• [Selection]

Files
otivm/docs/training/chunking/CHUNKING-STANDARD-0001.md
2026-04-30 12:00:35 -04:00

9.8 KiB

CHUNKING-STANDARD-0001

Training Corpus Chunking Standard

Status: Draft Standard

Layer: Training Infrastructure

Purpose: Define how OTIVM training documents should be chunked for retrieval, review, and future model preparation

Repository Path: docs/training/chunking/CHUNKING-STANDARD-0001.md


0. Purpose

This document defines chunking rules for the OTIVM training corpus.

The training corpus is layered. Each layer teaches a different kind of reasoning. Chunking must preserve that reasoning.

The goal is not to split files into equal text lengths.

The goal is to preserve usable training units.

A good chunk should allow the model to answer:

  • what concept is being taught?
  • what facts are available?
  • what uncertainty remains?
  • what arithmetic or relation is being demonstrated?
  • which actor perspective is active?
  • what behavior should the model learn or avoid?

1. General Rule

Chunk by meaning, not by size.

A chunk should be self-contained enough to be retrieved without requiring the entire file.

Each chunk should preserve:

  • file identity
  • layer
  • topic
  • local section heading
  • relevant example facts
  • any calculation needed to understand the point
  • correct and incorrect model behavior where applicable

Avoid chunks that contain only:

  • isolated dialogue lines
  • arithmetic without scenario context
  • conclusions without evidence
  • actor interpretation without shared facts
  • principles without example or test

2. Preferred Chunk Size

Preferred chunk size:

300 to 900 words

Acceptable range:

150 to 1200 words

Use shorter chunks when the section is atomic.

Use longer chunks when splitting would separate a calculation from its explanation or a dialogue exchange from its demonstrated concept.

• [Exercise set]
(a) What preferred chunk size does the chunking standard give?
(b) Write out the chunking standard from "Status: Draft Standard" up to and including "preserve that reasoning.", swapping "layered" for "tiered".
The data after this plays no part here.

• [Material supplied]
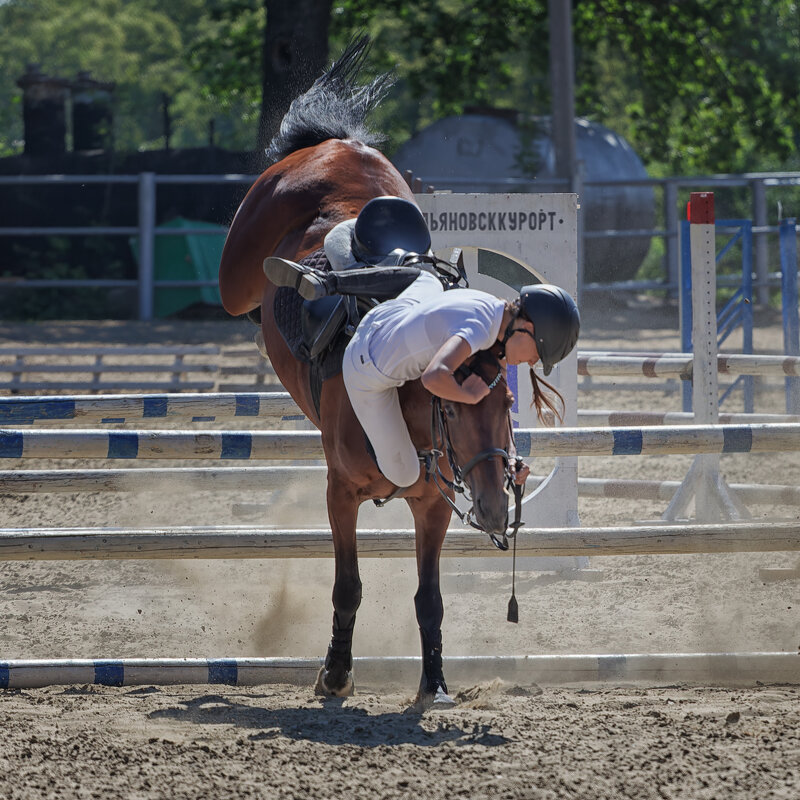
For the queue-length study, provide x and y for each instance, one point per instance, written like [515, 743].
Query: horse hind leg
[335, 678]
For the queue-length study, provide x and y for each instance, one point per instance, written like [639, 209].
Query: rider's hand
[521, 473]
[474, 388]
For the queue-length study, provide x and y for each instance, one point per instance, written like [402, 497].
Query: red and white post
[712, 497]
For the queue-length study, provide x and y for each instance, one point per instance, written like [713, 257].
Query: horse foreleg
[336, 677]
[431, 517]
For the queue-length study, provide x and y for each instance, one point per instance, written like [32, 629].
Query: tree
[295, 51]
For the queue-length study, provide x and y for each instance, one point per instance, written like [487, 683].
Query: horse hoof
[438, 701]
[322, 688]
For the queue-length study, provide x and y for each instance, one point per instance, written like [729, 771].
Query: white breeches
[373, 394]
[377, 406]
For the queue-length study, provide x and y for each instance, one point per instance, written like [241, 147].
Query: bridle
[441, 445]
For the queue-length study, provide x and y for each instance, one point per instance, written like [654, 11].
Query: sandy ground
[502, 740]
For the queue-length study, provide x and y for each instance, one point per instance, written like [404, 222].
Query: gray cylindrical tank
[474, 152]
[91, 113]
[44, 100]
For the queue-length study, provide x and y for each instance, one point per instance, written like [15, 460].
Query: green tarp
[193, 256]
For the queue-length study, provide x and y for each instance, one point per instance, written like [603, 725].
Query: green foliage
[148, 49]
[709, 86]
[696, 86]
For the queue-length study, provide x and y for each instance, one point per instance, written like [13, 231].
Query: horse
[326, 167]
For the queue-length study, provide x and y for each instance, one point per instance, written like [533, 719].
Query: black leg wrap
[382, 283]
[432, 662]
[340, 648]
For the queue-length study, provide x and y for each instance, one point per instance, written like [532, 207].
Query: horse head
[477, 440]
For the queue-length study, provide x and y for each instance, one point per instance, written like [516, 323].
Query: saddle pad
[286, 310]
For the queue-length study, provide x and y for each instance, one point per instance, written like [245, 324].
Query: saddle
[318, 331]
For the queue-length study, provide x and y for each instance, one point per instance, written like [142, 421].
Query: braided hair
[542, 398]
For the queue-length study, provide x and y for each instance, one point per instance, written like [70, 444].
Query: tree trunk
[295, 54]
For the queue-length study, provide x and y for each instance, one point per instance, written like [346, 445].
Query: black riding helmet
[555, 318]
[390, 223]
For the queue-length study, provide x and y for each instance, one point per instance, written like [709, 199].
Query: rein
[440, 438]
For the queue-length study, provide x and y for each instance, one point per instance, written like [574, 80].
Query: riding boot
[381, 283]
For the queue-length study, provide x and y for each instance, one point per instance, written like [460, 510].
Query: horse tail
[335, 107]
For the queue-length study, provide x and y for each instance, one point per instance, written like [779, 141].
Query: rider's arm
[438, 377]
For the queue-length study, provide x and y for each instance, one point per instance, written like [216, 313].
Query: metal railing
[146, 230]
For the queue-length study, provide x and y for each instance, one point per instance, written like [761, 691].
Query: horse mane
[335, 107]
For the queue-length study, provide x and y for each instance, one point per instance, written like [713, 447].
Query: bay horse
[325, 169]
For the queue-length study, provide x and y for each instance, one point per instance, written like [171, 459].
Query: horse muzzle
[487, 480]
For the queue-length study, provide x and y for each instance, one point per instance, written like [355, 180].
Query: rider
[428, 333]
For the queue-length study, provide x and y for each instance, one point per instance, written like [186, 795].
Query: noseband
[440, 438]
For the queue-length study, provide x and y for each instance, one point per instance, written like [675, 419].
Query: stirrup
[307, 282]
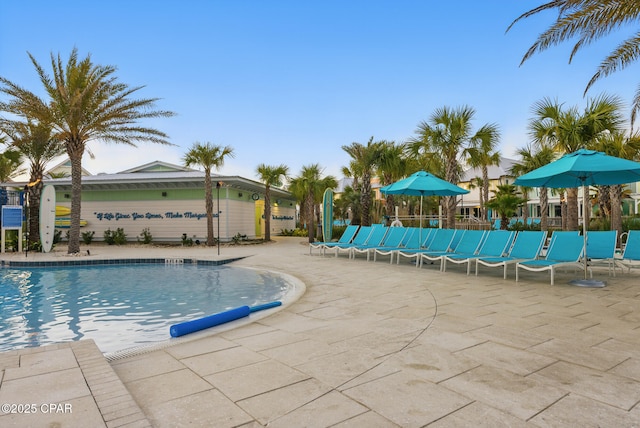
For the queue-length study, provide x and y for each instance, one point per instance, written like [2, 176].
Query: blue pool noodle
[265, 306]
[198, 324]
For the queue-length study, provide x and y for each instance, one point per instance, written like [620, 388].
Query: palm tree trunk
[267, 213]
[310, 221]
[604, 201]
[525, 208]
[365, 201]
[544, 209]
[208, 203]
[451, 211]
[572, 208]
[484, 192]
[75, 150]
[586, 207]
[563, 210]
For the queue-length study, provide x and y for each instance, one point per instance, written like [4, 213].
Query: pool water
[121, 306]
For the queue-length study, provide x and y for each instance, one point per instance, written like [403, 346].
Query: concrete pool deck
[368, 344]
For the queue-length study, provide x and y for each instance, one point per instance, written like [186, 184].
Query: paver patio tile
[407, 401]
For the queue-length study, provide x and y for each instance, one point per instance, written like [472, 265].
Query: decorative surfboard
[327, 215]
[47, 217]
[62, 211]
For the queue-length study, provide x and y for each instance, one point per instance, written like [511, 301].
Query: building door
[259, 218]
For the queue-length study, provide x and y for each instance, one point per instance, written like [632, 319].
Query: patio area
[368, 344]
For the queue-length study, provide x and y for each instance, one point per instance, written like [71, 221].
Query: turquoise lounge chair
[495, 244]
[410, 238]
[392, 239]
[526, 246]
[360, 238]
[601, 248]
[469, 243]
[439, 240]
[631, 253]
[419, 239]
[375, 238]
[566, 249]
[347, 237]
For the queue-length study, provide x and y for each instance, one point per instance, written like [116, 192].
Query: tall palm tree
[35, 142]
[365, 159]
[208, 156]
[270, 176]
[622, 145]
[10, 161]
[308, 188]
[567, 130]
[447, 134]
[85, 103]
[505, 202]
[392, 166]
[482, 154]
[585, 21]
[531, 159]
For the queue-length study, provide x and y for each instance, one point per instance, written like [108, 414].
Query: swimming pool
[121, 306]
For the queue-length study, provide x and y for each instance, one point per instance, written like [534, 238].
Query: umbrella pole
[586, 282]
[420, 220]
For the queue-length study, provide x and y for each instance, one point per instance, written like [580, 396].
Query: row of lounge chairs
[495, 248]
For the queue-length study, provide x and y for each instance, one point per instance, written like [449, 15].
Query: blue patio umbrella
[583, 168]
[422, 184]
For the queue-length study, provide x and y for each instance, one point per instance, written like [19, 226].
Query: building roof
[159, 175]
[495, 171]
[157, 166]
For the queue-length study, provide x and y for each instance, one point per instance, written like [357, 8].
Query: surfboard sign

• [Responses]
(a) 300 to 900 words.

(b)
Status: Draft Standard

Layer: Training Infrastructure

Purpose: Define how OTIVM training documents should be chunked for retrieval, review, and future model preparation

Repository Path: docs/training/chunking/CHUNKING-STANDARD-0001.md


0. Purpose

This document defines chunking rules for the OTIVM training corpus.

The training corpus is tiered. Each layer teaches a different kind of reasoning. Chunking must preserve that reasoning.